- _Task description_
Among the lines of the data, copy those that hold "wheel".

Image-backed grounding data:
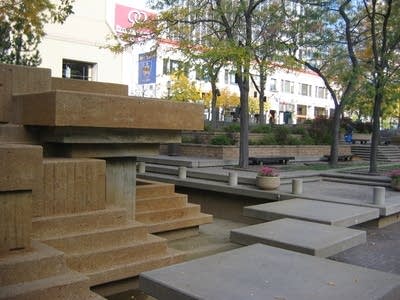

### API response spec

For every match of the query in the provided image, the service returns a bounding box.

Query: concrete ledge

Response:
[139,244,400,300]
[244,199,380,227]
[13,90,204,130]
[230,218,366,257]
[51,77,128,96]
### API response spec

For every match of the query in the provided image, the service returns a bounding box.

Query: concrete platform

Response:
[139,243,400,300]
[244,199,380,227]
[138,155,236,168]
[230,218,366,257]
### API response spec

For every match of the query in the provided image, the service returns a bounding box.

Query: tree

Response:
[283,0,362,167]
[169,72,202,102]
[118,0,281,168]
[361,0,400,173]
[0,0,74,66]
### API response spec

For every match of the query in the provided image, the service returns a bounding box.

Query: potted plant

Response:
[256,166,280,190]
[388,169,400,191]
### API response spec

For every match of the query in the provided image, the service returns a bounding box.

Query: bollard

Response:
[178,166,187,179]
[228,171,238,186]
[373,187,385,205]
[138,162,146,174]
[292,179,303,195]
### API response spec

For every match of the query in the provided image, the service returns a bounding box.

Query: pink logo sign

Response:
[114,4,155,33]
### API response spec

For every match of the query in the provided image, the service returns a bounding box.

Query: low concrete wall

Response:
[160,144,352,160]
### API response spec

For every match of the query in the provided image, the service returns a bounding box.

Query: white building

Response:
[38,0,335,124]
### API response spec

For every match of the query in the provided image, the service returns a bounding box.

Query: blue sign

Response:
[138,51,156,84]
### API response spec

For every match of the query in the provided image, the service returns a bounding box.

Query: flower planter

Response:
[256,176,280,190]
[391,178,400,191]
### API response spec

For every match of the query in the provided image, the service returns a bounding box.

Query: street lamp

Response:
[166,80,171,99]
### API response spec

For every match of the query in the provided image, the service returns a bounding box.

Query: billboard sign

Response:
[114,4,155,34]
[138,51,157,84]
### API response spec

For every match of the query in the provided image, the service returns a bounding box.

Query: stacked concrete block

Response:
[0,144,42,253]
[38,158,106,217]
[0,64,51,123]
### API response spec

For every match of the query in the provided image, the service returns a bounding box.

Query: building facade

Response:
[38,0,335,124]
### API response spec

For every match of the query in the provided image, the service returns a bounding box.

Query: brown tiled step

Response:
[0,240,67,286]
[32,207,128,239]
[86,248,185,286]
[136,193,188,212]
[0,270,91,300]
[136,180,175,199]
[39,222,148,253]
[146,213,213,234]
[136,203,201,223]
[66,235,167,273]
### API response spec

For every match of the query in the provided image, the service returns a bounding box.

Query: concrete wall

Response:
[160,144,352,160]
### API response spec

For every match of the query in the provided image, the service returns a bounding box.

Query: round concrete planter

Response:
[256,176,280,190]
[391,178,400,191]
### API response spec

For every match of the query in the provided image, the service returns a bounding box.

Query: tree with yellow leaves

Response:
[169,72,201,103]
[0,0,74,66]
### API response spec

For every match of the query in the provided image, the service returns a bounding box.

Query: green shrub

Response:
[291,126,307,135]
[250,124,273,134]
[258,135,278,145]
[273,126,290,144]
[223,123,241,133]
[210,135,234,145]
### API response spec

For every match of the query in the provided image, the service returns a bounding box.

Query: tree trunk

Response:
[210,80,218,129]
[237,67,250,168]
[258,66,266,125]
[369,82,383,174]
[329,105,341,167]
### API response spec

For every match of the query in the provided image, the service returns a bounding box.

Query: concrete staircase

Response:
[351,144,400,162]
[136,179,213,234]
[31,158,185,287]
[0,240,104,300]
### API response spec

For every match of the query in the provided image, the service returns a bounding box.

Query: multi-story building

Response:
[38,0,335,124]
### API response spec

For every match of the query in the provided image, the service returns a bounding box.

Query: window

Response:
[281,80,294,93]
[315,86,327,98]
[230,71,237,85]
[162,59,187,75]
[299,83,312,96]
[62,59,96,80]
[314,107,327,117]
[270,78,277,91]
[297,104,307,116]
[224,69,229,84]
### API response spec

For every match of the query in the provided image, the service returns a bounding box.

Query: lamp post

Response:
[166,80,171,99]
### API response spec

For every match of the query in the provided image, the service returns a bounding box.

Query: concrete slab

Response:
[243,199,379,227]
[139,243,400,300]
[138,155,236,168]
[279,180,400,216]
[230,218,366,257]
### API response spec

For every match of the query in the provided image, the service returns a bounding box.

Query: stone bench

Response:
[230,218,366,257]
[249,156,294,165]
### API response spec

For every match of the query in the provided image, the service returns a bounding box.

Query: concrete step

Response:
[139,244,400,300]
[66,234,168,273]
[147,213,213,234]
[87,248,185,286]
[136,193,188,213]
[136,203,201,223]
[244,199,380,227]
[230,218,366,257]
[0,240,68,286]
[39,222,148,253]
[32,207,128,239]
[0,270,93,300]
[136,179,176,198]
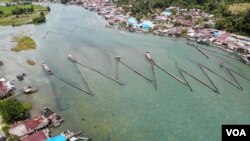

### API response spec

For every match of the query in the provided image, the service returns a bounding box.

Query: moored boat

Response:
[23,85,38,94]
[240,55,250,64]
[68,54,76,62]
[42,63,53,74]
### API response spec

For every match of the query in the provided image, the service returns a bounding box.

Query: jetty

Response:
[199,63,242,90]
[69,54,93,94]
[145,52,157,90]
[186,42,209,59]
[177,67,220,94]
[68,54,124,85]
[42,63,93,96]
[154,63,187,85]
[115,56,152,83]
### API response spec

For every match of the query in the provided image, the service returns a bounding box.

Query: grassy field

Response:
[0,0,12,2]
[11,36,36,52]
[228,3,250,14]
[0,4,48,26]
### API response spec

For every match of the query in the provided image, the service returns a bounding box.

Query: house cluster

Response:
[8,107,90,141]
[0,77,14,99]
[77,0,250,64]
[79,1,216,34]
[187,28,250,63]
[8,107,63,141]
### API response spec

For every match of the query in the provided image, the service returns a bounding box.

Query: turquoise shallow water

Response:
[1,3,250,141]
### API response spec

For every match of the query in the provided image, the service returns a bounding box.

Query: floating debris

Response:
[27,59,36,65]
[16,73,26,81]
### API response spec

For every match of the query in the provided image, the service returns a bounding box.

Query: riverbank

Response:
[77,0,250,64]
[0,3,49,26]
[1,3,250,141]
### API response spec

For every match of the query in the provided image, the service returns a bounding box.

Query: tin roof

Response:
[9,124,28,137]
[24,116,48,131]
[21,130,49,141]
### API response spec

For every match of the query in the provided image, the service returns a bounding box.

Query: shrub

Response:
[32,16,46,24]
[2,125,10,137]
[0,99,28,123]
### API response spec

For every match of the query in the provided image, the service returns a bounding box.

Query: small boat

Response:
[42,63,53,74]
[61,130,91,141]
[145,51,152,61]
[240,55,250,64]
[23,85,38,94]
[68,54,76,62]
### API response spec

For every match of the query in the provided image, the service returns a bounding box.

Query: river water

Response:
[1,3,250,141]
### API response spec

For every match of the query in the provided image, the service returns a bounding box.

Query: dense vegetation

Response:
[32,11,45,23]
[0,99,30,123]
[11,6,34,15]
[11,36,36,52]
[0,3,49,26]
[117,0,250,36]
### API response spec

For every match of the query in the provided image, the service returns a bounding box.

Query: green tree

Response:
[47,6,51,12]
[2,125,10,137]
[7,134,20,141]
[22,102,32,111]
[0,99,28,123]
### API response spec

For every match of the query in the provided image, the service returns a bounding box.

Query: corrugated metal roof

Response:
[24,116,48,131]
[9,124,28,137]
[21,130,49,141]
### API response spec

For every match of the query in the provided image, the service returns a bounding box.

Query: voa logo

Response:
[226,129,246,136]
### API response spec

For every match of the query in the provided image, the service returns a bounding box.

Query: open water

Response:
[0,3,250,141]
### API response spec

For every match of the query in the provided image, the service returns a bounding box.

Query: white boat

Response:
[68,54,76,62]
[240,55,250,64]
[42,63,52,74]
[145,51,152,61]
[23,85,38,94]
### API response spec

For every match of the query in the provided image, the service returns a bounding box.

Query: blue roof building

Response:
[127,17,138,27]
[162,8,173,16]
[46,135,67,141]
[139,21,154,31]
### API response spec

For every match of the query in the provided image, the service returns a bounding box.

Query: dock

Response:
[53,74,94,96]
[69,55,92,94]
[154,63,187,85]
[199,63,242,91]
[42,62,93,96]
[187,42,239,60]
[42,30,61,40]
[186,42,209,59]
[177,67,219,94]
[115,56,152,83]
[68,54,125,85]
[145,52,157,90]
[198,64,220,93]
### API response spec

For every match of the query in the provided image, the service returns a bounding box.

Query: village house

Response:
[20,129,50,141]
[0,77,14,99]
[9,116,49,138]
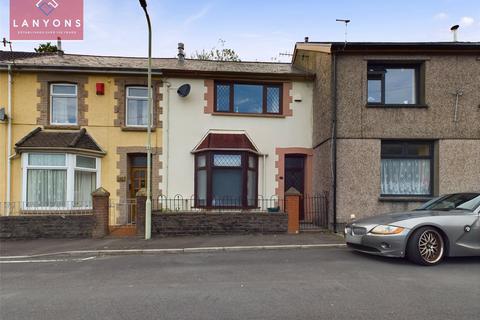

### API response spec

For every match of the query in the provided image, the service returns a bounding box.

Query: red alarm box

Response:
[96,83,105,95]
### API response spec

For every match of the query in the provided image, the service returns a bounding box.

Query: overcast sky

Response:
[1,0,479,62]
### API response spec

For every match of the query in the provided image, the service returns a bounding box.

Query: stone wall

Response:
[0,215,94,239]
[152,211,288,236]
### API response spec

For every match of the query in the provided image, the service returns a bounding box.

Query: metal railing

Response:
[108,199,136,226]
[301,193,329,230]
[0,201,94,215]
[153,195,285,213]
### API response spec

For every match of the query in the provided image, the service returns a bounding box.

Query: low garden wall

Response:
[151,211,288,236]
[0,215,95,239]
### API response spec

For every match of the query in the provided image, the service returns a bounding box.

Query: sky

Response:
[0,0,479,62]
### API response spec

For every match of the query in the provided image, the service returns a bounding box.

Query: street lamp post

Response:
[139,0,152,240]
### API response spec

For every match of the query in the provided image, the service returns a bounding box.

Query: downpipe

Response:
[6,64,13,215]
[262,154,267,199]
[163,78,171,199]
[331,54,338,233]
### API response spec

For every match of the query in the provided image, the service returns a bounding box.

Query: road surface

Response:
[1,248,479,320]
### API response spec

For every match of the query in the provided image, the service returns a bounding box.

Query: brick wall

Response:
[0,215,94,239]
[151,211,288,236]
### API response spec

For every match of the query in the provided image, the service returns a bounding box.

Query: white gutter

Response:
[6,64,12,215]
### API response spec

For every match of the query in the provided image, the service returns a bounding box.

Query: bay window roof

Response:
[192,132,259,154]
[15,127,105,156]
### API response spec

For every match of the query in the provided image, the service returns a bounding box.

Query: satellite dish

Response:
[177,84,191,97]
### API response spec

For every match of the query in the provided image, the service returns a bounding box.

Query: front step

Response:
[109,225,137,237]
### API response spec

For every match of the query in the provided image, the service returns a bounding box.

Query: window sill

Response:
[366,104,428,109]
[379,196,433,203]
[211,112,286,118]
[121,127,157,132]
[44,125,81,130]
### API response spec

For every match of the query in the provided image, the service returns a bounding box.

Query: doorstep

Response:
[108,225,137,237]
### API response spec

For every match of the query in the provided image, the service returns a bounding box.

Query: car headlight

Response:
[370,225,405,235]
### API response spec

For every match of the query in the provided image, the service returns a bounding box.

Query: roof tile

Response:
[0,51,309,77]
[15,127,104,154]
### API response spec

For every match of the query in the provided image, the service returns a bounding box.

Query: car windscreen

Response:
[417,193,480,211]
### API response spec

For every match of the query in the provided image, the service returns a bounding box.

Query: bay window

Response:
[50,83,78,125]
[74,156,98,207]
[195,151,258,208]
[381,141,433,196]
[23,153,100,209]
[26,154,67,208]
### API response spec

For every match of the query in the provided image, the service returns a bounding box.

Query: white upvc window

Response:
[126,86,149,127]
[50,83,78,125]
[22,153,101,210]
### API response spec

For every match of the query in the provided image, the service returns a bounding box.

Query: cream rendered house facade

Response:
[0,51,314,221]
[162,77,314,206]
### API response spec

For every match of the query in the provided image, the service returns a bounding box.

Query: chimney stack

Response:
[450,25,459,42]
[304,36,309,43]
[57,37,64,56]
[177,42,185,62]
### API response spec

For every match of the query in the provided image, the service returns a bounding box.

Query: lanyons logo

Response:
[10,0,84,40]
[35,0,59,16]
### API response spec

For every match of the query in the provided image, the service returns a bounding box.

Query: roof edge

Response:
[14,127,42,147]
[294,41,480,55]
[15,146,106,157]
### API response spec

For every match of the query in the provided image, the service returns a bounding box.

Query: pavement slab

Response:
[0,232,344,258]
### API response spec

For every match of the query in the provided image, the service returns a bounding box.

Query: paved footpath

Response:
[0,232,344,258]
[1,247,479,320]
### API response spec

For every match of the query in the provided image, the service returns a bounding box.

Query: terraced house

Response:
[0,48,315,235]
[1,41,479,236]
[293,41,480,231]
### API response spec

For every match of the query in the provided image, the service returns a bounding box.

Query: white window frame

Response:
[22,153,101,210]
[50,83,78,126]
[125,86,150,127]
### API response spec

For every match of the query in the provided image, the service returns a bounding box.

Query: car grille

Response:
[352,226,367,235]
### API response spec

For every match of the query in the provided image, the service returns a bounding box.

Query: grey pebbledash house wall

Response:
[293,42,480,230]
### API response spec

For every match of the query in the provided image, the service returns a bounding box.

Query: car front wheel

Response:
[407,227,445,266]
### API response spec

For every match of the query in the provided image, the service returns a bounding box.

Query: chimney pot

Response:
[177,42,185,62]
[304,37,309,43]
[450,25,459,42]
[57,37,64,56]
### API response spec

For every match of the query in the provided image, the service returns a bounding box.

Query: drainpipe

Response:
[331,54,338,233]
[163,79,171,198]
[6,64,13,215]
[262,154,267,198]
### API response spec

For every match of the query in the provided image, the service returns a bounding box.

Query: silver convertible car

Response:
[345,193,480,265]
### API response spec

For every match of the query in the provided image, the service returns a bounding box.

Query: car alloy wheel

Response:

- _Result of the exercise_
Query: car front wheel
Query: car alloy wheel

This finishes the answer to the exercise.